- [DOCUMENT SECTION]:
---
Kongzi is a peasant schoolteacher, proud of his direct lineage back to the great Confucius. His dutiful young bride Meili soon produces a daughter but Kongzi, obsessed by his perceived duty to sire a male heir, penetrates her nightly until she conceives again. Brief exultation is routed by panic when the Family Planning squad raids their village, rounding women up and tethering them like cattle, forcibly sterilising and aborting with a sickening zeal. Meili and Kongzi abandon their home to flee down the Yangtze, becoming criminal outcasts to protect their unborn but illegal son.

The Dark Road is the opposite of a picaresque; rather than lurching from escapade to adventure, Kongzi and Meili are forced into an itinerant, marginal existence, preyed on by local officials and thieves. Eventually they float into Heaven Township, where the local industry – extracting minerals from electronic waste – has turned the entire landscape into a toxic, Bruegel-esque vision of hell.
---
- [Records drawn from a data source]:
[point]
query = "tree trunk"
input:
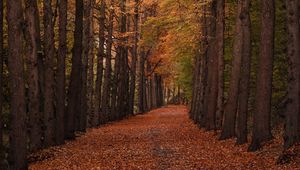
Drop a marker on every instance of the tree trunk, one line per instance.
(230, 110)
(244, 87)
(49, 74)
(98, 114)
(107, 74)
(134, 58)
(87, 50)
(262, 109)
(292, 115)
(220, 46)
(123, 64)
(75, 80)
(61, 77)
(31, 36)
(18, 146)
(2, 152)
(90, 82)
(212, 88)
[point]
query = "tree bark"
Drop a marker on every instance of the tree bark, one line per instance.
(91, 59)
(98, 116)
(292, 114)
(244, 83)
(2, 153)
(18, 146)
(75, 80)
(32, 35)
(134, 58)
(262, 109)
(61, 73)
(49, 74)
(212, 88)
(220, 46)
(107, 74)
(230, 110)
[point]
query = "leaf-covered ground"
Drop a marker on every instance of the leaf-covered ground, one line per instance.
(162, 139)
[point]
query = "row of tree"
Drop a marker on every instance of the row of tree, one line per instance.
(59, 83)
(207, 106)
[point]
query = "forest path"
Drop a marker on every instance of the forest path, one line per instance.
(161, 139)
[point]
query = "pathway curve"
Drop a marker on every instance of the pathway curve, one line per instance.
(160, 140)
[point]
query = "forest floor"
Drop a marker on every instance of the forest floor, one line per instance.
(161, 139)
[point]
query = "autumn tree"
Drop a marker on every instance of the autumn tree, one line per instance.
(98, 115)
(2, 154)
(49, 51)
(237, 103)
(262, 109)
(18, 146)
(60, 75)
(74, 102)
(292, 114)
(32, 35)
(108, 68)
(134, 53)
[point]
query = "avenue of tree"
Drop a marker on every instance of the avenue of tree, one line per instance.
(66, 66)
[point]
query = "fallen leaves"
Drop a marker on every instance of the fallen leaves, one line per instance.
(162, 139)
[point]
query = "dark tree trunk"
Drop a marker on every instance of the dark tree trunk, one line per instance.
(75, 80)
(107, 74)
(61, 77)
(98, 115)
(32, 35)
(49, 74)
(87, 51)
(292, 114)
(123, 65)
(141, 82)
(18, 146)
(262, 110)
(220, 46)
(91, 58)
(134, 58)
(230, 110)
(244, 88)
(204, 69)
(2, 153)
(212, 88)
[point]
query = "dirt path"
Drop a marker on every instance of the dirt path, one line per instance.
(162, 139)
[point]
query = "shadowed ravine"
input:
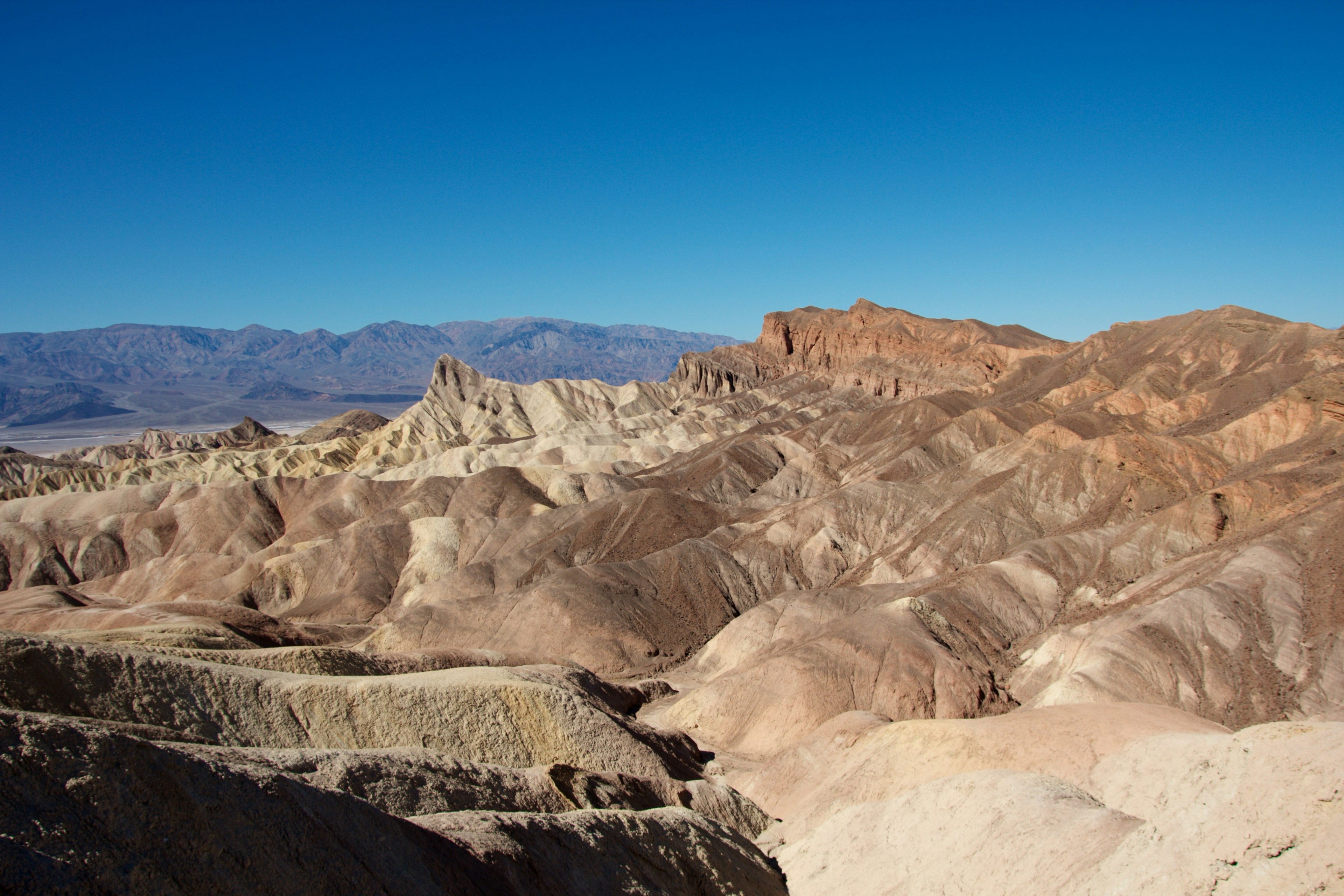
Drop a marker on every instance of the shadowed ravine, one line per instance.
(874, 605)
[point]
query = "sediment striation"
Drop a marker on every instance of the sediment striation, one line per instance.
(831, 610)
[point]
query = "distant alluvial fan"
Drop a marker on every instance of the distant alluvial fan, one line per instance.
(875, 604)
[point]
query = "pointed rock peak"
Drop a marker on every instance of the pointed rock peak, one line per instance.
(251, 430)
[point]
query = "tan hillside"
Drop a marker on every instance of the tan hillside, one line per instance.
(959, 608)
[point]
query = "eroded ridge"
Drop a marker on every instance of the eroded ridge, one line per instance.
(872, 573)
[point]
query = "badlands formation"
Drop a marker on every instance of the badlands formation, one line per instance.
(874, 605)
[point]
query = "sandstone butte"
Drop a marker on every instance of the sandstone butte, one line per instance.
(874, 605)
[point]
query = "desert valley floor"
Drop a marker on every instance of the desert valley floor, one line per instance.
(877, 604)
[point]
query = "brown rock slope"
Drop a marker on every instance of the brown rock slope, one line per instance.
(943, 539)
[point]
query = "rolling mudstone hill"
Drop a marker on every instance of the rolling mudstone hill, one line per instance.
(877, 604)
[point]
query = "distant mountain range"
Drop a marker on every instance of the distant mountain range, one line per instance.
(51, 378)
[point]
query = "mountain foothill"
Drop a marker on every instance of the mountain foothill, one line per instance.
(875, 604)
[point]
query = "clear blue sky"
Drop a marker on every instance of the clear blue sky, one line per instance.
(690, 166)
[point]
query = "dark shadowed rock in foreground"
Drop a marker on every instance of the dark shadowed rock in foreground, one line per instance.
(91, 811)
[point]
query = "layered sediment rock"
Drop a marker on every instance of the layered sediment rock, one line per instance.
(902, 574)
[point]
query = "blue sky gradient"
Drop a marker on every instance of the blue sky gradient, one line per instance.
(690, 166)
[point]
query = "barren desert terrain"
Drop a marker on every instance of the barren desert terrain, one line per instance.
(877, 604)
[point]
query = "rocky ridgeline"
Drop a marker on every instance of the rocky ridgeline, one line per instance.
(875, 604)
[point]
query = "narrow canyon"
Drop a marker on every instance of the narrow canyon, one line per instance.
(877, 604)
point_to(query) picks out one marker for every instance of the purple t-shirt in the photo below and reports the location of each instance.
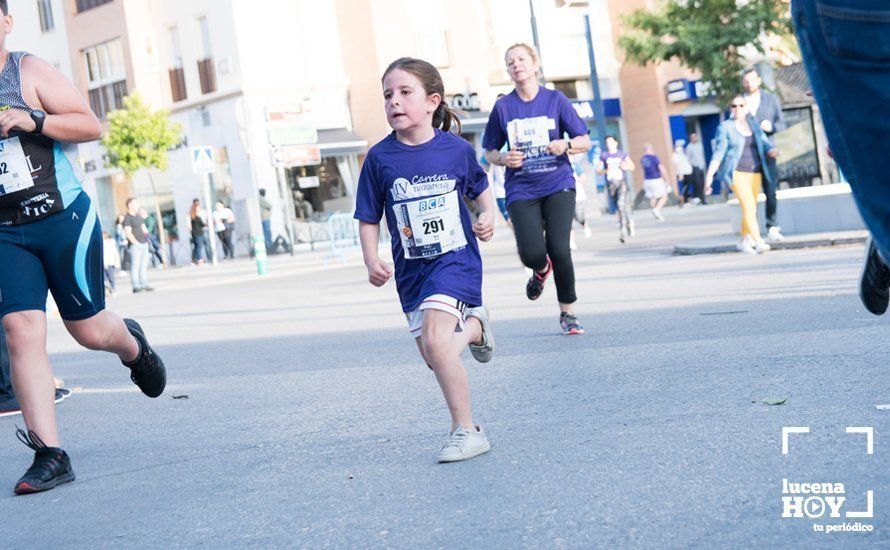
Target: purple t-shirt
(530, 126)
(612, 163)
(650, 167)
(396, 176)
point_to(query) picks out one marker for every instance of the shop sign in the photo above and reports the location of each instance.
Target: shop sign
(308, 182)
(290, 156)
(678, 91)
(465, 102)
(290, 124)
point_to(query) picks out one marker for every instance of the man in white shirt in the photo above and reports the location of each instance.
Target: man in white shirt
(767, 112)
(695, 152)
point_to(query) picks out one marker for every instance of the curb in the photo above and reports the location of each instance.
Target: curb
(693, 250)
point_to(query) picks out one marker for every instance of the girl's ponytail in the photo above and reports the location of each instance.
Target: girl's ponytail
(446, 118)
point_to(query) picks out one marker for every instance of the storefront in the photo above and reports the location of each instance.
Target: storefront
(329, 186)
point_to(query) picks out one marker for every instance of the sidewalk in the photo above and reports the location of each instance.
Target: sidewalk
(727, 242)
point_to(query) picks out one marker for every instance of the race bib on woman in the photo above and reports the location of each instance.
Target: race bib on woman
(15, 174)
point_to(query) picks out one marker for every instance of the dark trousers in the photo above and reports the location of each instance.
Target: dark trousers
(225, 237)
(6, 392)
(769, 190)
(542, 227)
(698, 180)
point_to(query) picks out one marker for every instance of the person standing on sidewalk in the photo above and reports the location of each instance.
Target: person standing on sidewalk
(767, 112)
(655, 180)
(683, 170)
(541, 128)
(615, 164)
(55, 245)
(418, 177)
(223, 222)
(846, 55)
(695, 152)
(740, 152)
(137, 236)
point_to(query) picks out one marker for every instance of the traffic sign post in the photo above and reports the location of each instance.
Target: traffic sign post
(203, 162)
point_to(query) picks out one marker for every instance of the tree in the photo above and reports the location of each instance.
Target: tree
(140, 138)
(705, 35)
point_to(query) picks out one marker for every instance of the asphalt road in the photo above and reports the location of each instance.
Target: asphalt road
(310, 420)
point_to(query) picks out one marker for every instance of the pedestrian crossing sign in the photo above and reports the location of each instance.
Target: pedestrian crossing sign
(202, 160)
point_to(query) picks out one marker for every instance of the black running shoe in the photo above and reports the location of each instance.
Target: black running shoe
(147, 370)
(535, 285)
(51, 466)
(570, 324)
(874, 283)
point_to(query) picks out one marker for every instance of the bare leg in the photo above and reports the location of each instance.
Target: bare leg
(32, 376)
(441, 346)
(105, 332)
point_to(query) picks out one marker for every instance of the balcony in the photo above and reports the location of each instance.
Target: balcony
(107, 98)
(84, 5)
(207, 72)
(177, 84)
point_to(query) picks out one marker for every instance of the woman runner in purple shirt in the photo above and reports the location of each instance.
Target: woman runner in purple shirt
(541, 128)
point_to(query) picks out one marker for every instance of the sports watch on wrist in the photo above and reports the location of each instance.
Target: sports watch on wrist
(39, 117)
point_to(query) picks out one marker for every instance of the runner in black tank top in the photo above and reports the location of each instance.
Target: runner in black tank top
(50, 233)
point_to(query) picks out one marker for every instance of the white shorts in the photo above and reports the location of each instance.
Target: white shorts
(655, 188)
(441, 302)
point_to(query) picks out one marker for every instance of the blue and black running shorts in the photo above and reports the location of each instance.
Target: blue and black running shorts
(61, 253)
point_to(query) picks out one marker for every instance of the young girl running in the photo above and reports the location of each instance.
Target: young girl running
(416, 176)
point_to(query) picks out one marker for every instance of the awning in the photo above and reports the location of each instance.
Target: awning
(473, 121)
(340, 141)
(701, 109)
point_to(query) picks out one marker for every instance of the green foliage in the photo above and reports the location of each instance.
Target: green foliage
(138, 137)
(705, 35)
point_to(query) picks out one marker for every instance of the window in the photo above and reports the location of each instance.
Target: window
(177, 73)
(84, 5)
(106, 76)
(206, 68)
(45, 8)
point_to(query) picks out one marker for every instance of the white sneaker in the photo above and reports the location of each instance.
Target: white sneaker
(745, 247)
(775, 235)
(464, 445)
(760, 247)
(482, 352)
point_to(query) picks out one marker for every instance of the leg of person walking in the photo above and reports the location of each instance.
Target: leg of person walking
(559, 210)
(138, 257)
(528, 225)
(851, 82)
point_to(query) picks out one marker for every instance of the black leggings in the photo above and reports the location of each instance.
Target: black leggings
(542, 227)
---
- [TASK LIST]:
(1) Do these statements agree with the passage about The Dark Road? Answer yes or no for each, quoting the words from the passage that decide it.
(a) Meili's first child is a son.
(b) Kongzi and Meili flee down the Yangtze.
(c) The local industry in Heaven Township extracts minerals from electronic waste.
(2) Answer these questions from the passage about The Dark Road.
(a) Whose direct lineage is Kongzi proud of?
(b) Which squad raids the village?
(c) Where do Kongzi and Meili eventually float into?
(3) Continue the passage about The Dark Road, starting after its final sentence.

- [SOLVED PROBLEMS]:
(1)
(a) No: "soon produces a daughter"
(b) Yes: "flee down the Yangtze"
(c) Yes: "extracting minerals from electronic waste"

(2)
(a) The great Confucius's
(b) The Family Planning squad
(c) Heaven Township

(3)
Ma's relentless plot is impelled by Meili's hard, irreducible anger at the cultural injustices oppressing her. Kongzi's nightly sexual persistence is merely irritating compared to the possibility of discovery by Family Planning zealots. But the most malevolent character emerging from this dark novel is the monstrous, tentacular Chinese state authority – brutal, corrupt and swaggering, manifested in upstart officials abetted by willing informers.

Ma chews over some meaty issues, from prejudicial class laws to women's lack of autonomy over their own bodies, but the narrative's exhausting flow of grievous misfortune eventually leads to a deadening of the emotional palette. Child trafficking, rape, murder, abduction, forced labour, even infant cannibalism – the ordeals gradually glaze into a disengaged sense of calamity with only a minimal sense of grief. Beijing Coma, Ma's previous novel, was a trenchant critique of the Tiananmen Square massacre distilled through the memory of a wounded protester. With its cumulative distress and odd surreal interludes, it's less clear where historical naturalism might segue into political allegory in The Dark Road, which, despite the pungency of its content, feels less sharp as a result.